Sabemos de sobra que la fortaleza tiene un aspecto pasivo y otro activo, y que en numerosas ocasiones (no siempre) el primero es más arduo y más heroico, pero no podemos admitir que a un puñado de jóvenes se le inculque que el segundo es per se deficiente o malsano, porque no es ésta la doctrina católica.
Repasamos, pues, el Catecismo al respecto, para ahorrar a los lectores el trabajo de buscarlo.
2263 La legítima defensa de las personas y las sociedades no es una excepción a la prohibición de la muerte del inocente que constituye el homicidio voluntario. ‘La acción de defenderse puede entrañar un doble efecto: el uno es la conservación de la propia vida; el otro, la muerte del agresor... solamente es querido el uno; el otro, no’ (S. Tomás de Aquino, s. th. 2-2, 64, 7).

• **Entradas**:
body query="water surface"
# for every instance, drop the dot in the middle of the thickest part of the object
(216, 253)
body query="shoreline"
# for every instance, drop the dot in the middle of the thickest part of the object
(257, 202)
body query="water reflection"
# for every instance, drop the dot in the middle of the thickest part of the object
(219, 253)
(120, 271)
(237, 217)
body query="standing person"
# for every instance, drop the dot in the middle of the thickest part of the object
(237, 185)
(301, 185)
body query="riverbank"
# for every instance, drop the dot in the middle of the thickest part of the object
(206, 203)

• **Instrucción dada**:
Cita íntegramente y sin ningún cambio el pasaje sobre la fortaleza y la legítima defensa. Las filas forman un material independiente del pasaje.

• **Resultado del ejercicio**:
Sabemos de sobra que la fortaleza tiene un aspecto pasivo y otro activo, y que en numerosas ocasiones (no siempre) el primero es más arduo y más heroico, pero no podemos admitir que a un puñado de jóvenes se le inculque que el segundo es per se deficiente o malsano, porque no es ésta la doctrina católica.
Repasamos, pues, el Catecismo al respecto, para ahorrar a los lectores el trabajo de buscarlo.
2263 La legítima defensa de las personas y las sociedades no es una excepción a la prohibición de la muerte del inocente que constituye el homicidio voluntario. ‘La acción de defenderse puede entrañar un doble efecto: el uno es la conservación de la propia vida; el otro, la muerte del agresor... solamente es querido el uno; el otro, no’ (S. Tomás de Aquino, s. th. 2-2, 64, 7).